:: Supplied text ::
## begin

I think this is actually one of those areas where the analogy does
make sense. In Python if I pass an object as an argument to another
function I can mutate the object but I can't rebind the name in the
parent frame. Similarly in C I can pass a pointer to anything into
another function and the other function will be able to mutate the
pointed-to variable but not change the value of the pointer in the
parent frame.

int b = 2;

void f(int* d)
{
    *d = 3; // Changes a which is pointed to by c and d.
    d = &b; // Doesn't affect c.
    *d = 4;  // Changes b
}

int main(int argc, char *argv[])
{
    int a = 1;
    int *c = &a;  // a and *c are the same object
    f(c);
    // c still points to a but a is now 3.
    printf("*c = %d\n", *c);
    return 0;
}

The effect is the same in Python except that I can't use an int for
the demo since they're immutable:

b = [2]

def g(d):
    d[0] = 3 # Changes a which is also c and d
    d = b     # Doesn't affect a or c
    d[0] = 4 # Changes b

def main():
    a = [1]
    c = a   # a and c are the same object
    f(c)
    # c is still a but a is now [3]
    print("c =", c)

main()

## end

:: What is expected ::
Retype the passage about passing arguments in Python and C, word for word, from "d = &b; // Doesn't" to "a is now 3.".

:: Dataset section ::
## begin

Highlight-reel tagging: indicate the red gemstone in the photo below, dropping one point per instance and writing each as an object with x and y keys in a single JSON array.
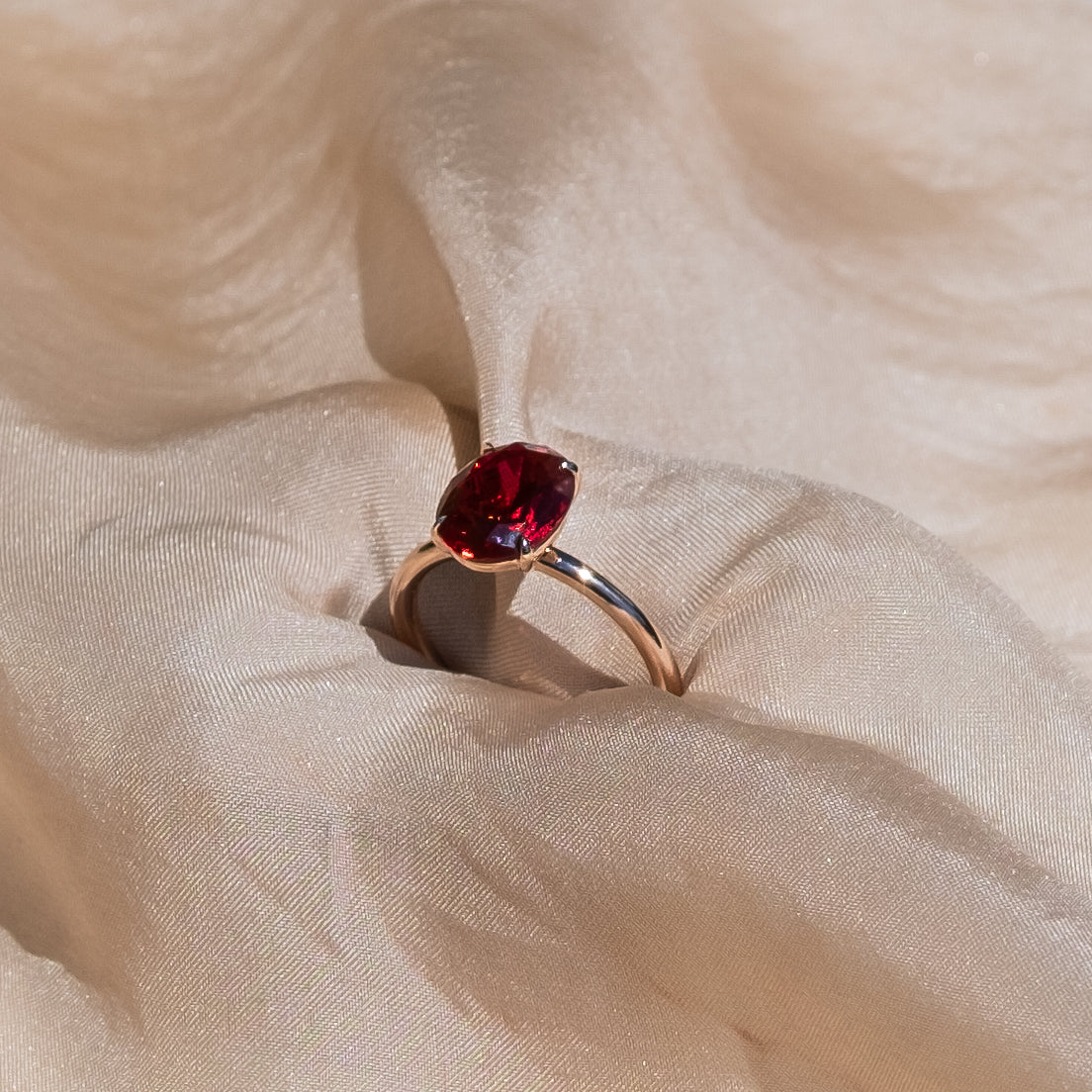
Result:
[{"x": 505, "y": 494}]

## end

:: Complete output ::
d = &b; // Doesn't affect c.
    *d = 4;  // Changes b
}

int main(int argc, char *argv[])
{
    int a = 1;
    int *c = &a;  // a and *c are the same object
    f(c);
    // c still points to a but a is now 3.